▶ The problem: Convert only the entries starting at the line containing "task: trace the outline of the woman's ear" and ending at the line containing "108), (126, 108)]" into a two-column CSV with the headers instruction and outline. Make one row per entry, with its text under instruction and its answer under outline, each in a single quoted field with line breaks replaced by spaces.

#### Working data

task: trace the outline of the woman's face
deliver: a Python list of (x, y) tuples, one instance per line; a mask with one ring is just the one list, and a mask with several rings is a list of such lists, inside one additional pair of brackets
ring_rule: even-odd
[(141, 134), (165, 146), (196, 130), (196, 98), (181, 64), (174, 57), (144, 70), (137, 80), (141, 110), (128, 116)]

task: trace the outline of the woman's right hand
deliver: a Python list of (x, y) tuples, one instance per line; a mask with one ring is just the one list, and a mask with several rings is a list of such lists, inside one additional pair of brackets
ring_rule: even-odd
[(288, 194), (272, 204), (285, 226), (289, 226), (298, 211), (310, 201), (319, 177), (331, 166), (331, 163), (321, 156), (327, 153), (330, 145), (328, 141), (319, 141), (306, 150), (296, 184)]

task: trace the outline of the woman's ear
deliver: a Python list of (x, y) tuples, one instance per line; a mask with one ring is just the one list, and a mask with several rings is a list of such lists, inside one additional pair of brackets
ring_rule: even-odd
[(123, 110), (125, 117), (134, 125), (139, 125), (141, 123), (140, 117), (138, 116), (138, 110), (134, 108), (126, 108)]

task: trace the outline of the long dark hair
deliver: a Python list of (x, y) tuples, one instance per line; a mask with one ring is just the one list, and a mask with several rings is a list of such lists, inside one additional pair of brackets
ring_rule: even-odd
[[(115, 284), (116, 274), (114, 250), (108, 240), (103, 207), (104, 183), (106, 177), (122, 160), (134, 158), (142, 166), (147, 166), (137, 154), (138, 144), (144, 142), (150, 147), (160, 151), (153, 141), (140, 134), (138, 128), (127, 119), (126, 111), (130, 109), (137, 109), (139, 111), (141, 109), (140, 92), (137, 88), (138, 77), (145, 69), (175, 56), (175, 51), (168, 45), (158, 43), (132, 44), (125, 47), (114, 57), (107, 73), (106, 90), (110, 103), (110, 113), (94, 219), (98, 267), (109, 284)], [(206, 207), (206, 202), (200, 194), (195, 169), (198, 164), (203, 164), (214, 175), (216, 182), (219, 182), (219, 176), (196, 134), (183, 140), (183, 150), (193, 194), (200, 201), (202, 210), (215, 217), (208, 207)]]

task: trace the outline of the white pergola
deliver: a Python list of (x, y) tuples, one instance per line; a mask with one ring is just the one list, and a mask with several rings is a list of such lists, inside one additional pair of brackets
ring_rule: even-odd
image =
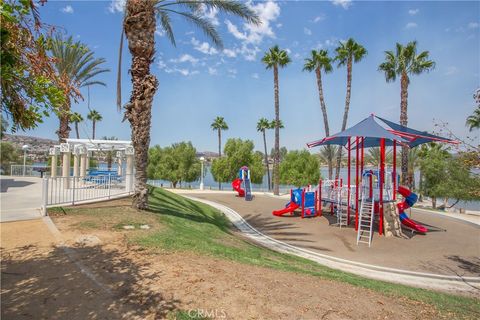
[[(131, 141), (122, 140), (91, 140), (91, 139), (66, 139), (66, 143), (50, 148), (52, 157), (51, 177), (57, 176), (57, 157), (62, 154), (62, 177), (70, 177), (70, 161), (73, 154), (73, 176), (85, 177), (87, 174), (89, 157), (95, 151), (116, 151), (118, 161), (117, 174), (125, 175), (127, 189), (132, 188), (133, 181), (133, 155), (134, 149)], [(126, 159), (126, 172), (123, 173), (123, 160)]]

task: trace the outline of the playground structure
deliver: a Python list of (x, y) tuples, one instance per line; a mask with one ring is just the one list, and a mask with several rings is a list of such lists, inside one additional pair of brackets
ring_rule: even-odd
[(286, 213), (293, 213), (297, 209), (301, 209), (301, 217), (315, 217), (319, 215), (318, 210), (318, 192), (316, 189), (298, 188), (290, 190), (290, 202), (285, 205), (285, 208), (281, 210), (275, 210), (272, 212), (274, 216), (282, 216)]
[(247, 166), (240, 168), (238, 171), (238, 178), (232, 181), (232, 188), (238, 192), (239, 197), (244, 197), (246, 201), (251, 201), (253, 199), (250, 169), (248, 169)]
[[(398, 145), (412, 148), (427, 142), (458, 143), (401, 126), (373, 114), (342, 132), (307, 143), (309, 148), (338, 145), (340, 148), (345, 148), (348, 155), (346, 186), (343, 186), (341, 179), (319, 182), (317, 187), (319, 210), (321, 211), (322, 208), (321, 202), (330, 204), (331, 213), (337, 215), (337, 223), (340, 227), (350, 225), (351, 214), (354, 213), (357, 245), (366, 243), (370, 246), (374, 223), (378, 222), (378, 233), (382, 235), (384, 233), (384, 206), (387, 203), (396, 202), (398, 191), (408, 199), (402, 202), (402, 205), (397, 206), (399, 215), (401, 215), (400, 221), (415, 231), (426, 233), (428, 230), (425, 227), (410, 220), (404, 212), (415, 203), (416, 195), (405, 187), (398, 186), (396, 155)], [(364, 170), (364, 150), (371, 147), (380, 147), (378, 170)], [(387, 147), (391, 147), (393, 153), (391, 172), (387, 172), (385, 169)], [(354, 185), (352, 185), (351, 174), (352, 151), (355, 151)], [(414, 198), (415, 201), (413, 201)]]

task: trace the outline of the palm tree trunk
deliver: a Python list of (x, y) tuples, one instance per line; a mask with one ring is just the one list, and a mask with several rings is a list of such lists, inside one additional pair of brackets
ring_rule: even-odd
[[(327, 116), (327, 106), (325, 105), (325, 99), (323, 97), (323, 86), (322, 86), (322, 72), (320, 68), (315, 70), (317, 74), (317, 86), (318, 86), (318, 96), (320, 98), (320, 108), (322, 109), (323, 114), (323, 126), (325, 127), (325, 136), (330, 136), (330, 127), (328, 125), (328, 116)], [(332, 179), (333, 176), (333, 159), (332, 159), (332, 149), (330, 146), (327, 146), (327, 162), (328, 162), (328, 179)]]
[(150, 74), (150, 65), (155, 53), (155, 2), (150, 0), (127, 0), (123, 27), (132, 55), (130, 74), (132, 93), (125, 106), (125, 116), (132, 129), (132, 144), (135, 149), (135, 194), (134, 207), (148, 206), (147, 163), (150, 145), (150, 124), (153, 96), (158, 87), (157, 78)]
[(263, 149), (265, 150), (265, 166), (267, 167), (268, 191), (270, 191), (270, 168), (268, 165), (267, 138), (265, 137), (265, 129), (263, 129)]
[[(402, 72), (400, 86), (400, 125), (407, 126), (408, 75), (406, 72)], [(408, 147), (405, 146), (402, 146), (402, 183), (412, 187), (408, 179)]]
[[(222, 157), (222, 130), (218, 129), (218, 158)], [(218, 190), (222, 190), (222, 183), (218, 181)]]
[(275, 154), (273, 156), (273, 194), (280, 194), (280, 101), (278, 97), (278, 66), (273, 66), (273, 86), (275, 95)]
[(63, 106), (62, 110), (60, 111), (59, 115), (60, 126), (57, 131), (58, 141), (60, 143), (66, 142), (66, 139), (70, 136), (70, 99), (67, 98), (65, 105)]
[[(347, 119), (348, 119), (348, 111), (350, 109), (350, 96), (352, 92), (352, 58), (348, 58), (347, 61), (347, 95), (345, 97), (345, 111), (343, 113), (343, 122), (342, 122), (342, 130), (347, 128)], [(337, 167), (335, 170), (335, 179), (338, 179), (340, 176), (340, 164), (342, 161), (342, 148), (338, 148), (337, 151)]]

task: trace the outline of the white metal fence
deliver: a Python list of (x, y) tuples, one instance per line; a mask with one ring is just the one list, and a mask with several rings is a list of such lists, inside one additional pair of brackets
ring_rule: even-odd
[(42, 209), (128, 195), (133, 192), (133, 181), (133, 175), (47, 177), (43, 179)]

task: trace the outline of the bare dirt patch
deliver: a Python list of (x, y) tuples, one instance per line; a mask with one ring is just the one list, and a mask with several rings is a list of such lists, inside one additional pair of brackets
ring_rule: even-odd
[[(163, 319), (172, 310), (228, 319), (440, 317), (430, 305), (341, 282), (188, 252), (145, 250), (129, 238), (158, 232), (162, 226), (153, 215), (121, 201), (110, 205), (119, 209), (108, 221), (95, 218), (95, 207), (86, 207), (85, 214), (67, 212), (54, 218), (71, 256), (50, 242), (34, 242), (36, 237), (23, 241), (15, 232), (4, 233), (12, 225), (2, 225), (2, 244), (9, 244), (2, 249), (5, 319)], [(113, 228), (127, 216), (142, 219), (152, 229)], [(100, 242), (77, 241), (85, 236)]]

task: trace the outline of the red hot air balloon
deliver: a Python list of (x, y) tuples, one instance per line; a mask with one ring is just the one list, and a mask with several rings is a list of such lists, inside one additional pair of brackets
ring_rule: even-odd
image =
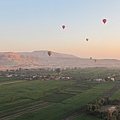
[(51, 52), (51, 51), (48, 51), (48, 55), (51, 56), (51, 55), (52, 55), (52, 52)]
[(107, 20), (106, 20), (106, 19), (103, 19), (102, 21), (103, 21), (103, 23), (104, 23), (104, 24), (107, 22)]
[(63, 25), (62, 28), (65, 29), (65, 25)]

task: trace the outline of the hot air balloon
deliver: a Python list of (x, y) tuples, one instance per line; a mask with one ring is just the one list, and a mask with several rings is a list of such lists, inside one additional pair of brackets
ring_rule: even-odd
[(62, 28), (65, 29), (65, 25), (63, 25)]
[(51, 51), (48, 51), (48, 55), (51, 56), (51, 55), (52, 55), (52, 52), (51, 52)]
[(103, 21), (103, 23), (104, 23), (104, 24), (107, 22), (107, 20), (106, 20), (106, 19), (103, 19), (102, 21)]
[(90, 60), (92, 60), (92, 57), (90, 57)]

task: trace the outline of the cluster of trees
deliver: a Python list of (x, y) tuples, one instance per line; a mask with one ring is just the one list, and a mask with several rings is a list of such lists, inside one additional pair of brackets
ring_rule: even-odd
[(101, 110), (102, 106), (105, 105), (120, 105), (120, 100), (109, 98), (101, 98), (97, 100), (94, 104), (88, 104), (86, 106), (86, 112), (89, 115), (97, 116), (103, 120), (120, 120), (120, 107), (115, 109), (113, 112), (109, 110)]

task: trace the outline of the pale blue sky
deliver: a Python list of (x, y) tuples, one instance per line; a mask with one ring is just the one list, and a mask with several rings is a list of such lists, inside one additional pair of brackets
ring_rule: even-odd
[(120, 59), (119, 31), (120, 0), (0, 0), (1, 52)]

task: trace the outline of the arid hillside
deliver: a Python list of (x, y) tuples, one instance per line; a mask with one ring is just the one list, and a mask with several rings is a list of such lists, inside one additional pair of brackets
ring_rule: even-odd
[(34, 52), (1, 52), (0, 69), (17, 68), (67, 68), (67, 67), (120, 67), (116, 59), (84, 59), (74, 55), (48, 51)]

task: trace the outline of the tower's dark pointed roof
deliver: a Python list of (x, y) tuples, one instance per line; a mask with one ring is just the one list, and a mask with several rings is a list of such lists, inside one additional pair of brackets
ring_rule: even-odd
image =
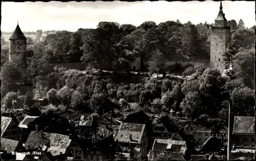
[(27, 40), (27, 38), (24, 36), (18, 24), (17, 25), (14, 32), (9, 39), (9, 40)]
[(222, 11), (222, 3), (221, 2), (221, 5), (220, 6), (220, 11), (219, 12), (219, 14), (218, 14), (217, 18), (215, 19), (216, 21), (226, 21), (227, 19), (225, 18), (225, 14), (223, 13)]

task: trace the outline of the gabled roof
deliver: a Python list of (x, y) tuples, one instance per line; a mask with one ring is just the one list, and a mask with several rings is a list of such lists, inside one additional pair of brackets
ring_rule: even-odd
[(8, 127), (12, 119), (10, 117), (2, 116), (1, 119), (1, 137)]
[(254, 120), (254, 117), (234, 116), (233, 133), (253, 135)]
[(164, 151), (168, 150), (185, 153), (187, 150), (186, 142), (172, 140), (155, 139), (152, 148), (153, 151)]
[(12, 40), (27, 40), (27, 38), (24, 36), (18, 24), (9, 39)]
[(37, 108), (24, 109), (24, 111), (29, 116), (40, 116), (41, 115), (41, 112)]
[[(122, 122), (116, 137), (119, 142), (140, 143), (145, 131), (145, 124)], [(130, 139), (132, 136), (132, 139)]]
[(93, 123), (93, 117), (91, 115), (69, 114), (65, 115), (65, 117), (74, 126), (91, 126)]
[[(174, 124), (173, 120), (170, 119), (170, 118), (167, 115), (159, 118), (157, 121), (161, 121), (168, 131), (170, 132), (177, 132), (179, 130), (178, 127)], [(157, 122), (155, 124), (157, 123)]]
[(1, 150), (5, 150), (7, 153), (10, 153), (15, 151), (18, 145), (18, 141), (2, 138), (1, 139)]
[(149, 160), (157, 160), (157, 159), (185, 160), (184, 155), (181, 152), (159, 151), (150, 151)]
[(121, 122), (112, 117), (111, 115), (109, 113), (106, 113), (101, 116), (98, 122), (98, 124), (105, 124), (106, 123), (111, 123), (112, 124), (114, 125), (120, 125)]
[(25, 118), (20, 122), (20, 123), (18, 125), (18, 127), (20, 128), (28, 128), (28, 124), (33, 121), (36, 118), (39, 116), (31, 116), (27, 115)]
[(49, 150), (53, 156), (65, 153), (67, 147), (71, 142), (69, 136), (58, 133), (48, 133), (41, 131), (31, 131), (25, 143), (25, 147), (28, 149), (40, 147), (43, 148), (49, 144)]
[(222, 147), (221, 140), (214, 136), (209, 137), (201, 146), (199, 147), (198, 152), (218, 152)]

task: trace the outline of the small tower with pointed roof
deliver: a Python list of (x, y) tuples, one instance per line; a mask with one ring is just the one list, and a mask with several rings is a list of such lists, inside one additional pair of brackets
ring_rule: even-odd
[(18, 22), (9, 40), (9, 62), (19, 65), (26, 65), (27, 38), (20, 30)]
[(219, 14), (215, 19), (215, 23), (211, 26), (210, 58), (210, 68), (218, 68), (222, 72), (225, 69), (223, 55), (226, 52), (230, 39), (230, 28), (227, 26), (227, 19), (222, 8), (222, 3), (221, 2)]

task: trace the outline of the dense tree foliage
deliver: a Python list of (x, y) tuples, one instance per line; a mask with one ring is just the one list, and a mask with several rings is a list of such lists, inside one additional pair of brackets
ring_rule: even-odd
[[(3, 106), (32, 106), (35, 99), (42, 97), (49, 103), (41, 107), (46, 114), (75, 112), (100, 116), (111, 111), (121, 117), (144, 110), (148, 114), (186, 116), (215, 125), (227, 123), (231, 99), (234, 114), (253, 116), (253, 28), (245, 29), (242, 20), (228, 23), (232, 35), (224, 62), (227, 66), (231, 64), (233, 70), (226, 76), (217, 69), (191, 64), (166, 65), (166, 60), (209, 59), (210, 29), (207, 22), (195, 25), (177, 20), (157, 25), (146, 21), (138, 27), (100, 22), (95, 29), (49, 34), (44, 42), (28, 48), (27, 71), (34, 92), (9, 92)], [(2, 85), (15, 84), (22, 76), (17, 65), (8, 63), (6, 50), (2, 55)], [(137, 58), (141, 60), (140, 72), (130, 72), (131, 64)], [(51, 65), (73, 62), (81, 62), (83, 71), (53, 69)], [(141, 72), (145, 71), (169, 75), (154, 78)], [(174, 71), (182, 76), (173, 75)]]

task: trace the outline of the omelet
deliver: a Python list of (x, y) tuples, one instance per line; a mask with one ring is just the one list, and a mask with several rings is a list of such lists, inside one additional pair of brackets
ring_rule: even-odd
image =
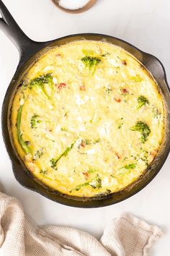
[(164, 135), (164, 100), (149, 72), (113, 44), (55, 46), (14, 95), (11, 135), (42, 184), (81, 197), (125, 189), (147, 171)]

########

▶ Result of the task:
instruction,outline
"task: trace the outline of the woman's ear deliver: a Python list of (x, y) tuples, one instance per line; a mask with one ring is just the one list, and a mask with several rings is a list of such lists, inside one additional pair of brackets ring_rule: even-odd","[(123, 110), (125, 117), (134, 125), (139, 125), (141, 123), (140, 117), (138, 116), (138, 110), (134, 108), (126, 108)]"